═════ Text ═════
Field Programmable Gate Array (FPGA)

FPGA can complement DPUs to help power your workloads. There are several DPU architectures, including those based on ARM SoCs, and there are those based on the FPGA architecture. Intel has been successful with its FPGA-based Smart NICs, or IPUs. “FGPAs offer some differences compared to ARM-based DPUs in terms of the software framework and development. But the drawback is that FPGA programming is generally more complex than that of ARM,” explained Baron Fung, Senior Research Director at Dell'Oro Group, a global research and analysis firm. That is why most FPGA-based Smart NICs are deployed by the hyperscalers and larger Tier 2 Clouds, he added.

IPU (Infrastructure Processing Units)

IPUs are hardware accelerators designed to offload compute-intensive infrastructure tasks like packet processing, traffic shaping, and virtual switching from CPUs as we wrote in What is an IPU (Infrastructure Processing Unit) and How Does it Work? An IPU, like a DPU and CXL, makes a new type of acceleration technology available in the data center.

While GPUs, FPGAs, ASICS, and other hardware accelerators offload computing tasks from CPUs, these devices and technologies focus on speeding up data handling, movement, and networking chores.

dpus2

(Credit: Aleksey Odintsov / Alamy Stock Photo)
═════
- Short exercise: According to the FPGA and IPU text above, which infrastructure tasks do IPUs offload from CPUs?
═════ Excerpted records ═════
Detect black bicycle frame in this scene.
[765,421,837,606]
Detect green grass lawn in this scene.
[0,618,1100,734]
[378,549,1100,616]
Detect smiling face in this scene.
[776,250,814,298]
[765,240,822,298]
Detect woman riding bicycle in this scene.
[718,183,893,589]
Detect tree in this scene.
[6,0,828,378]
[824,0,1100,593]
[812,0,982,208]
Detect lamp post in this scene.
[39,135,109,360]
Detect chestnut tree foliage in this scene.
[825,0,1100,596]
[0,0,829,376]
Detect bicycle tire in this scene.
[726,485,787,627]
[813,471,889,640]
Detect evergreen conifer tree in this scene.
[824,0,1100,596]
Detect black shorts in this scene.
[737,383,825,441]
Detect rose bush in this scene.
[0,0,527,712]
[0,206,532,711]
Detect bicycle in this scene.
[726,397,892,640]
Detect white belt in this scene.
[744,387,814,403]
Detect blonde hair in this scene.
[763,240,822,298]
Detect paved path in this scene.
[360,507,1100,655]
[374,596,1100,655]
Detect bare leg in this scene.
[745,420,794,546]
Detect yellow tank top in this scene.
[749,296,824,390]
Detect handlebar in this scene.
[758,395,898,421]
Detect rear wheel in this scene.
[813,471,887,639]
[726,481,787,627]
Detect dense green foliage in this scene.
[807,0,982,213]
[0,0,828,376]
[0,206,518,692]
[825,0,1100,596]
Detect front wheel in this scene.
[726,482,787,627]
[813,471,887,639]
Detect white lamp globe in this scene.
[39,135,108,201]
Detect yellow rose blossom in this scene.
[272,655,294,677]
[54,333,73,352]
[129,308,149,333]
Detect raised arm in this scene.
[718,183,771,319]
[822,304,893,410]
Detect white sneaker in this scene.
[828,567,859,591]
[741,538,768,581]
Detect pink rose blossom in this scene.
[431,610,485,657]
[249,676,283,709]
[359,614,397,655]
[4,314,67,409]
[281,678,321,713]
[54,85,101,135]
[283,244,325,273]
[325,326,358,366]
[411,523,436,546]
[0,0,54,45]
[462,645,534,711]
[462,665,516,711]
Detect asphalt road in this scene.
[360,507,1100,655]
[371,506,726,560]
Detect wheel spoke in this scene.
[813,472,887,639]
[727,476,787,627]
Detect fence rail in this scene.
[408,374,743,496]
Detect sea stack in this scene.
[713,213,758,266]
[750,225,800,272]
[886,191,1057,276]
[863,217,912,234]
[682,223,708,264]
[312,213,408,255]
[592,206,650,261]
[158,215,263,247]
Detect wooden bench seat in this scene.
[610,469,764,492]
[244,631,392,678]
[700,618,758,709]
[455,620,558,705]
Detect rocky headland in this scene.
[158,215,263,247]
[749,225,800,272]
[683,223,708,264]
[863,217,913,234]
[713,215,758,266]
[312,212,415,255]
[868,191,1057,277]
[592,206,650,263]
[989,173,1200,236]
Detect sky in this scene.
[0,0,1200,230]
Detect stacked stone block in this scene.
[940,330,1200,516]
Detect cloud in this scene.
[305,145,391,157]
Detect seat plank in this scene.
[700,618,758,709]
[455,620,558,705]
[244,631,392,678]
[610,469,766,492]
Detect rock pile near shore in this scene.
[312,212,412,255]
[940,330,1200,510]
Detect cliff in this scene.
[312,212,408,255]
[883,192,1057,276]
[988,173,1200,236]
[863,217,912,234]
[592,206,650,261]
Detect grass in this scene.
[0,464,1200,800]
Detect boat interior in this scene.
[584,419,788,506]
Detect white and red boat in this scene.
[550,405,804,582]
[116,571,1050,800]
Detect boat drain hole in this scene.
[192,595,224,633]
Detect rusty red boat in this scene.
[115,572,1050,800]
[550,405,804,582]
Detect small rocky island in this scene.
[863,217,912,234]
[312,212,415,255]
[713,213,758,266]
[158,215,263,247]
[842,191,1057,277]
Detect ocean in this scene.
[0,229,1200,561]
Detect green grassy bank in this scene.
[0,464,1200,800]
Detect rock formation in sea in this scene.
═════
- Result for this exercise: Packet processing, traffic shaping, and virtual switching.